SET TASK:
Return every line from the records that contains the string "tractor".

RECORDS FOR THE TASK:
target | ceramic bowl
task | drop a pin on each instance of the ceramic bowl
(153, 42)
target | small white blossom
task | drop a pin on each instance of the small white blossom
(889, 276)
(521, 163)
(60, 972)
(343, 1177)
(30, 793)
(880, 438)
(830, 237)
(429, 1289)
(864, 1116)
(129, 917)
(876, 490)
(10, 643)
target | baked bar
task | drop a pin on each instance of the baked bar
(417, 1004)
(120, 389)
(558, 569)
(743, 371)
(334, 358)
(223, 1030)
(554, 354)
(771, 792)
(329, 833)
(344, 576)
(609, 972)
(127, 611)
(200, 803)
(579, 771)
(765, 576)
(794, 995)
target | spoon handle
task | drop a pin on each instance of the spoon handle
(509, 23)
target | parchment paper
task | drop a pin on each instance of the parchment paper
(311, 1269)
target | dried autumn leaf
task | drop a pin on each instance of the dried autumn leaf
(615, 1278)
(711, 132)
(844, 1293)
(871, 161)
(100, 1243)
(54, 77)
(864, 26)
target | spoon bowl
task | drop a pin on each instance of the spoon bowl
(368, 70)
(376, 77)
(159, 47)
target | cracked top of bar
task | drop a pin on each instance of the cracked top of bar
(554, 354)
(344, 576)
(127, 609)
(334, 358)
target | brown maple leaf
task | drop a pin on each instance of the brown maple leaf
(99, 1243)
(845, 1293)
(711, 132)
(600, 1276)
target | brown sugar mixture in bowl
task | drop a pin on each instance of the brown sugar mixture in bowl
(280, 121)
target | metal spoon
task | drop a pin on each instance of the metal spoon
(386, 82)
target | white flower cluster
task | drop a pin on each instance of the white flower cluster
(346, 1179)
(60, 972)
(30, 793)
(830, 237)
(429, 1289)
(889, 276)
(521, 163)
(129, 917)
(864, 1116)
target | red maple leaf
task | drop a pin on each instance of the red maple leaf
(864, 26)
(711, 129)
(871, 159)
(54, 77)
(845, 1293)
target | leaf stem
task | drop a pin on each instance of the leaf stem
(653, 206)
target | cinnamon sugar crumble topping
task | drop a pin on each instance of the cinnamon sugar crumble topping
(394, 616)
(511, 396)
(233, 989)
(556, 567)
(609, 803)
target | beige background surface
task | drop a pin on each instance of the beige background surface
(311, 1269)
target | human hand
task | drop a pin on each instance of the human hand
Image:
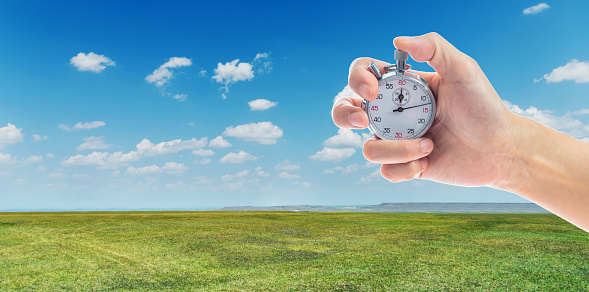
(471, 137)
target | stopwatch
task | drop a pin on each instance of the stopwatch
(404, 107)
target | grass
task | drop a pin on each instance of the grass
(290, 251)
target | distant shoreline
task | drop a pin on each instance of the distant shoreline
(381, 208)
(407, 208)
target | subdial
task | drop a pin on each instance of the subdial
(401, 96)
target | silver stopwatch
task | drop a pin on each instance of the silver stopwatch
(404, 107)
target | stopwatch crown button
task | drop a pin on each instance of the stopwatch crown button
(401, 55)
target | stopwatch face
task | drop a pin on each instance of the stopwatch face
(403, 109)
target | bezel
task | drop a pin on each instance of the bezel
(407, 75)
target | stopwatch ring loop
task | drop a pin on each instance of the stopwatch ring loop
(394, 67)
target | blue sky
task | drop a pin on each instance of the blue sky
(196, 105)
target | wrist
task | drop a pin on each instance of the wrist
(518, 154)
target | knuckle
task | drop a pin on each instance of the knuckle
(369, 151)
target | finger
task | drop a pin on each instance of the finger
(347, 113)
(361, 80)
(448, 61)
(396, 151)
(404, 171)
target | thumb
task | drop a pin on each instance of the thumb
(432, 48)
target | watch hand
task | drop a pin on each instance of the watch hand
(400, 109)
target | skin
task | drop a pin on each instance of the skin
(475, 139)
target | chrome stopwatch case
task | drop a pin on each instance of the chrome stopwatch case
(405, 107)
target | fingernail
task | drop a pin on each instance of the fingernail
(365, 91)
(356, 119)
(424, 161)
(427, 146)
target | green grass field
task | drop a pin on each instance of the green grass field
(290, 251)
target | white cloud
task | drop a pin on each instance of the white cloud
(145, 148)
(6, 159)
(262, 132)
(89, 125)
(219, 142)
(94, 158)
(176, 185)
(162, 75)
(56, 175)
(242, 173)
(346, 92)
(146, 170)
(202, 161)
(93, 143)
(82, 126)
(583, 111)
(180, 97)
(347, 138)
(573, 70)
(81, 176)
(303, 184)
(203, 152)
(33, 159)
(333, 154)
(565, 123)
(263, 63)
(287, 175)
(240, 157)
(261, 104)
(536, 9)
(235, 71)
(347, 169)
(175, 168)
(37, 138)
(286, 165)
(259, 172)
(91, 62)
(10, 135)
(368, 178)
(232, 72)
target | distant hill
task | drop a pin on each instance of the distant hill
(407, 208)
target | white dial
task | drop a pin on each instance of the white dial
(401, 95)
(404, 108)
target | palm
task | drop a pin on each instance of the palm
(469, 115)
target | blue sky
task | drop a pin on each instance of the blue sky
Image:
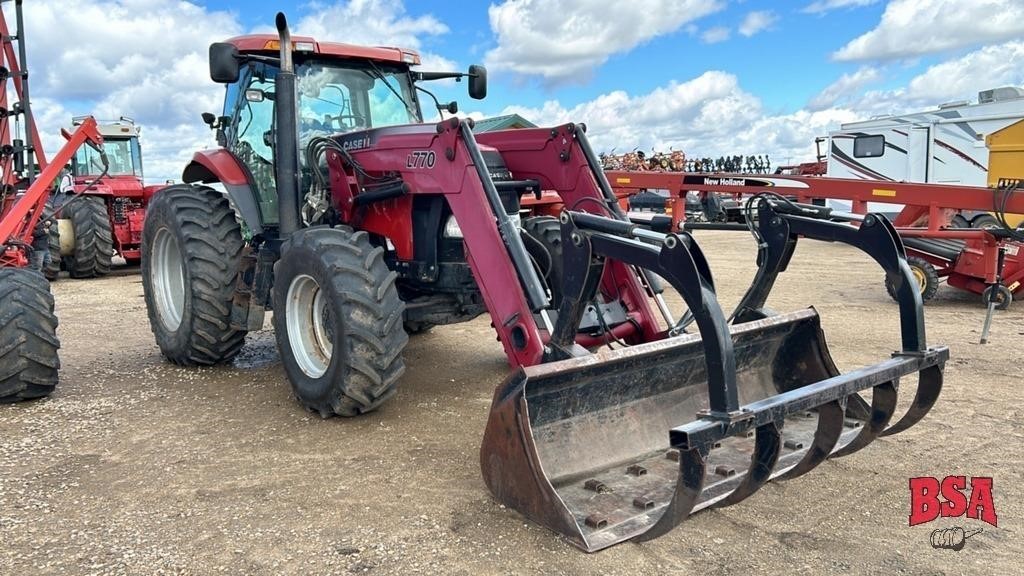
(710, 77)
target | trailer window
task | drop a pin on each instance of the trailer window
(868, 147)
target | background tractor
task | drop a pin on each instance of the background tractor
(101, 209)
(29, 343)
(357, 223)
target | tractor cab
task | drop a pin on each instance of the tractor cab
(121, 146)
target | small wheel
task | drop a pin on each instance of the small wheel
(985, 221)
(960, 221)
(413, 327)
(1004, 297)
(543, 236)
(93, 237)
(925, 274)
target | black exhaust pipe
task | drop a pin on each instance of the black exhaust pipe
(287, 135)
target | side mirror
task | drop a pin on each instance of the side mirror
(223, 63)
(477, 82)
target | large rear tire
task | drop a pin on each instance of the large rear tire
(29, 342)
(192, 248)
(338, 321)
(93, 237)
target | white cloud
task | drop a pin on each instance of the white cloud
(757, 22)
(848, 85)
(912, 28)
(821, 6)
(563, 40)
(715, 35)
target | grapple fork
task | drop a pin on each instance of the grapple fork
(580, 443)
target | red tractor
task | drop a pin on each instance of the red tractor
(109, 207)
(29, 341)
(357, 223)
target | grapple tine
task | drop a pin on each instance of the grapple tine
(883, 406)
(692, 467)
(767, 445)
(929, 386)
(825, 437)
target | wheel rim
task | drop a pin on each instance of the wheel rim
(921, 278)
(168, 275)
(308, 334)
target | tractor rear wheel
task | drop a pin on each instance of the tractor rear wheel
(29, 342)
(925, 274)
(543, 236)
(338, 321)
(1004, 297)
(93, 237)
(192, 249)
--
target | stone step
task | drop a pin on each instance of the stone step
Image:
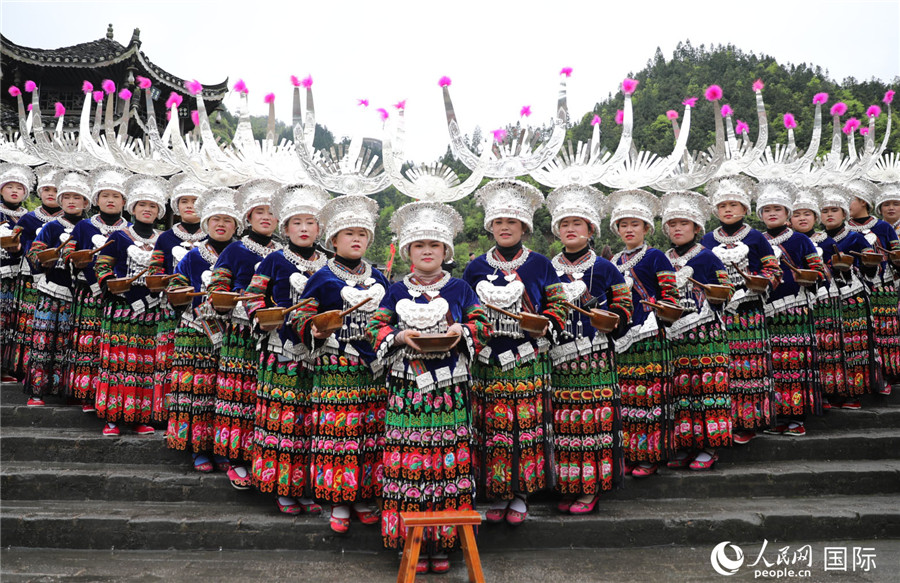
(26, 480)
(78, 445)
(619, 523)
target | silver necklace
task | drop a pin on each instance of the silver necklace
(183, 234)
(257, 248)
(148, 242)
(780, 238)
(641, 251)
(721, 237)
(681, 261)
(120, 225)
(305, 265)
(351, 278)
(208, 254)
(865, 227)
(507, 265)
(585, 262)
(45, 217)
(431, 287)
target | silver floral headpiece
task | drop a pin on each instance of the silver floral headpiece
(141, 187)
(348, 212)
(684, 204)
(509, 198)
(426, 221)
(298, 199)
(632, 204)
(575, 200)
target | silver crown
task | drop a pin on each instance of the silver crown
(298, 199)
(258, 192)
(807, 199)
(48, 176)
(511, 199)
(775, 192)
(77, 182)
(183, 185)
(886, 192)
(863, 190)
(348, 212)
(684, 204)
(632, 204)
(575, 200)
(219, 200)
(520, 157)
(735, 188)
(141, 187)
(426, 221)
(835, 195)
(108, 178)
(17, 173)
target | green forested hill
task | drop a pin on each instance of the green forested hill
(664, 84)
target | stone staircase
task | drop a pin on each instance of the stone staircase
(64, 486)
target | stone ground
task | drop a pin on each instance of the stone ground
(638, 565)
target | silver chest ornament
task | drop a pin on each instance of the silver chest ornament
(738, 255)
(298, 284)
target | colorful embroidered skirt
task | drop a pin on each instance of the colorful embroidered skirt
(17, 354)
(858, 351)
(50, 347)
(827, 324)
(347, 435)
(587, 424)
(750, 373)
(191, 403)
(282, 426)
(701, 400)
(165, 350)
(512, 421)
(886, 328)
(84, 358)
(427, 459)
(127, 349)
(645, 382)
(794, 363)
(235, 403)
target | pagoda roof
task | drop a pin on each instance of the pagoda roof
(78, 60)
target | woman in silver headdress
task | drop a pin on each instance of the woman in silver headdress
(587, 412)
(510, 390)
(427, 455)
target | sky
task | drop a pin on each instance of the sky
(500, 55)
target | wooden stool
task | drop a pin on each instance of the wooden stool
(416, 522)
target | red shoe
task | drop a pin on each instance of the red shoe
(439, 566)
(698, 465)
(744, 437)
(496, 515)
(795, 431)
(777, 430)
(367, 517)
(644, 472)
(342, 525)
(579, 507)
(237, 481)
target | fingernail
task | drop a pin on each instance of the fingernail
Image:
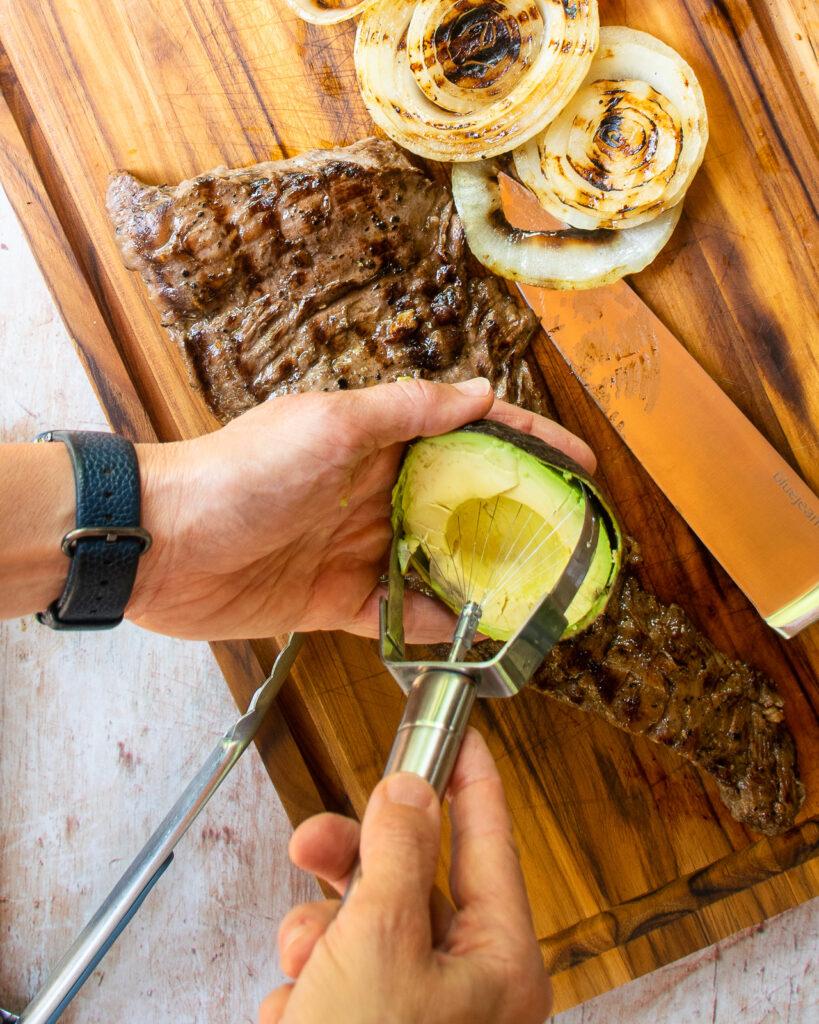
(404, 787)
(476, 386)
==
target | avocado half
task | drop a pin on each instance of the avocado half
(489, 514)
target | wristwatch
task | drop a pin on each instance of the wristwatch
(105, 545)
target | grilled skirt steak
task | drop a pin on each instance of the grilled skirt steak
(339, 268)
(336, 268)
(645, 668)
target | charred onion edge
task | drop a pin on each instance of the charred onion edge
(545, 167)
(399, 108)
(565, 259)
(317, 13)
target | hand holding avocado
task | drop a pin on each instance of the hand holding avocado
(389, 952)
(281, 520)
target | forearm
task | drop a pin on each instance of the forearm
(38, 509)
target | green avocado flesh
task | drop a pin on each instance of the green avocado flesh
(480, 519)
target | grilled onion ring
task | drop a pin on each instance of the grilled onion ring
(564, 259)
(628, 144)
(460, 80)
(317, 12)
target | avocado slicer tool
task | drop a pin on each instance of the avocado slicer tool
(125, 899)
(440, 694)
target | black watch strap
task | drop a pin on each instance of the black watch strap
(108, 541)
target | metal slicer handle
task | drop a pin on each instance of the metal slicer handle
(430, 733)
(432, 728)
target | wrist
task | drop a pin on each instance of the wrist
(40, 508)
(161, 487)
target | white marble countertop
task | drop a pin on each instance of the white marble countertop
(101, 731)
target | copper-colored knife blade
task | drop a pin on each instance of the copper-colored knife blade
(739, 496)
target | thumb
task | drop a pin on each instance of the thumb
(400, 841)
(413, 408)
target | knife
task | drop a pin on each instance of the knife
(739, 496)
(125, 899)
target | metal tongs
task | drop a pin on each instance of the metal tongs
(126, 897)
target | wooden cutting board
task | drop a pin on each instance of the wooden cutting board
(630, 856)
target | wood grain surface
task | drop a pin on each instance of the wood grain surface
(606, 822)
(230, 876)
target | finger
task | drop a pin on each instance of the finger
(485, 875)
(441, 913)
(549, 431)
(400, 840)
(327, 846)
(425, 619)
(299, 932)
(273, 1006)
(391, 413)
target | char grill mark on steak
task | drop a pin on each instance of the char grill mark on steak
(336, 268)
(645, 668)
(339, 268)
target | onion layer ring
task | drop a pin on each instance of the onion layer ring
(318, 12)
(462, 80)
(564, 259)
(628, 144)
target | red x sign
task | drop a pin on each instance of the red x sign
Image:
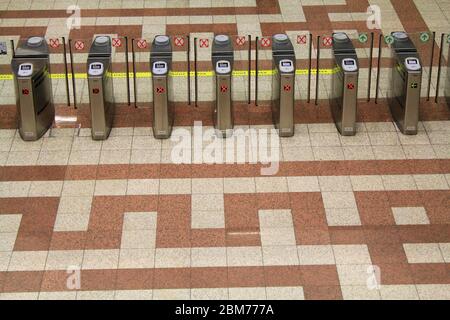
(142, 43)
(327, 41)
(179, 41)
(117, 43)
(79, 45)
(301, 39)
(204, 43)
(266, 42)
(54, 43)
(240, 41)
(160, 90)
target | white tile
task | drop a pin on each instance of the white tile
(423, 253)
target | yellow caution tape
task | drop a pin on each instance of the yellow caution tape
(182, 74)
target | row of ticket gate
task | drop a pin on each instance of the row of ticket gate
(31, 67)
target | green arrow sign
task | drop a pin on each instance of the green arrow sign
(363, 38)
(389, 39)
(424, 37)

THE OUTPUT:
target | background tractor
task | drop a pin on each instance of the background tractor
target | tractor cab
task | drop a pin on each instance of the tractor cab
target | red tractor
task | drop a pin on each instance of the red tractor
target | tractor rear wheel
task | drop a pin on each instance of the tractor rear wheel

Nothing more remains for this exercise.